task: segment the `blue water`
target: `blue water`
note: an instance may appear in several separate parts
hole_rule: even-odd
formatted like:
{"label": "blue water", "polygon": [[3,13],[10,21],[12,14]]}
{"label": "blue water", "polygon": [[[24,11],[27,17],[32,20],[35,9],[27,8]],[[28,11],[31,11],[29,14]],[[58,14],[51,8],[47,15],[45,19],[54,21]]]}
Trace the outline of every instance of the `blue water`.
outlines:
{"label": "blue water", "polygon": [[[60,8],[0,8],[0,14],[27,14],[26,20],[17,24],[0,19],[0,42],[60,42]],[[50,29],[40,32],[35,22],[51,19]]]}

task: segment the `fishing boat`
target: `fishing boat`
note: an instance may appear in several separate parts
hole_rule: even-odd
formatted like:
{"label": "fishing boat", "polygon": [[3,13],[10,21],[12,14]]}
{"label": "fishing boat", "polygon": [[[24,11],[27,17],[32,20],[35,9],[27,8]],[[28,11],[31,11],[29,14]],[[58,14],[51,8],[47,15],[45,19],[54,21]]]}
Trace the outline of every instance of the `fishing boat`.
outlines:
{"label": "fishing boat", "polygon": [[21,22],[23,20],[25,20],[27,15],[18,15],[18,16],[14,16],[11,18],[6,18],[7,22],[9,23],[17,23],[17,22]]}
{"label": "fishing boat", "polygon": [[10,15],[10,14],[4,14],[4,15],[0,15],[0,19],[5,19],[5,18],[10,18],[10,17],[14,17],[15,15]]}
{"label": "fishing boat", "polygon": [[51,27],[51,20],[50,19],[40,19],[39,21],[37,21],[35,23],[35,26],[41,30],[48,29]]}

====

Rewrite all of the data above, swapping "segment" for "mask" everywhere it appears and leaving the rest as it is.

task: mask the `blue water`
target: `blue water`
note: an instance may appear in several separate parts
hole_rule: even-odd
formatted like:
{"label": "blue water", "polygon": [[3,13],[10,21],[12,14]]}
{"label": "blue water", "polygon": [[[24,11],[27,17],[32,20],[35,9],[27,8]],[[28,11],[31,11],[29,14]],[[58,14],[51,8],[47,15],[45,19],[54,21]]]}
Trace the outline of every instance of the `blue water`.
outlines:
{"label": "blue water", "polygon": [[[60,8],[0,8],[0,14],[27,14],[26,20],[17,24],[0,19],[0,42],[60,42]],[[50,29],[40,32],[35,22],[51,19]]]}

task: mask the `fishing boat`
target: `fishing boat`
note: an instance may appear in several separate parts
hole_rule: even-odd
formatted like:
{"label": "fishing boat", "polygon": [[3,13],[10,21],[12,14]]}
{"label": "fishing boat", "polygon": [[[24,11],[27,17],[32,20],[35,9],[27,8]],[[28,11],[31,11],[29,14]],[[58,14],[51,8],[47,15],[45,19],[54,21]]]}
Trace the outline of every instance of the `fishing boat`.
outlines:
{"label": "fishing boat", "polygon": [[21,22],[23,20],[25,20],[27,15],[18,15],[18,16],[14,16],[11,18],[6,18],[7,22],[9,23],[17,23],[17,22]]}
{"label": "fishing boat", "polygon": [[10,15],[10,14],[4,14],[4,15],[0,15],[0,19],[5,19],[5,18],[10,18],[10,17],[14,17],[15,15]]}
{"label": "fishing boat", "polygon": [[51,27],[51,20],[50,19],[40,19],[39,21],[37,21],[35,23],[35,26],[41,30],[48,29]]}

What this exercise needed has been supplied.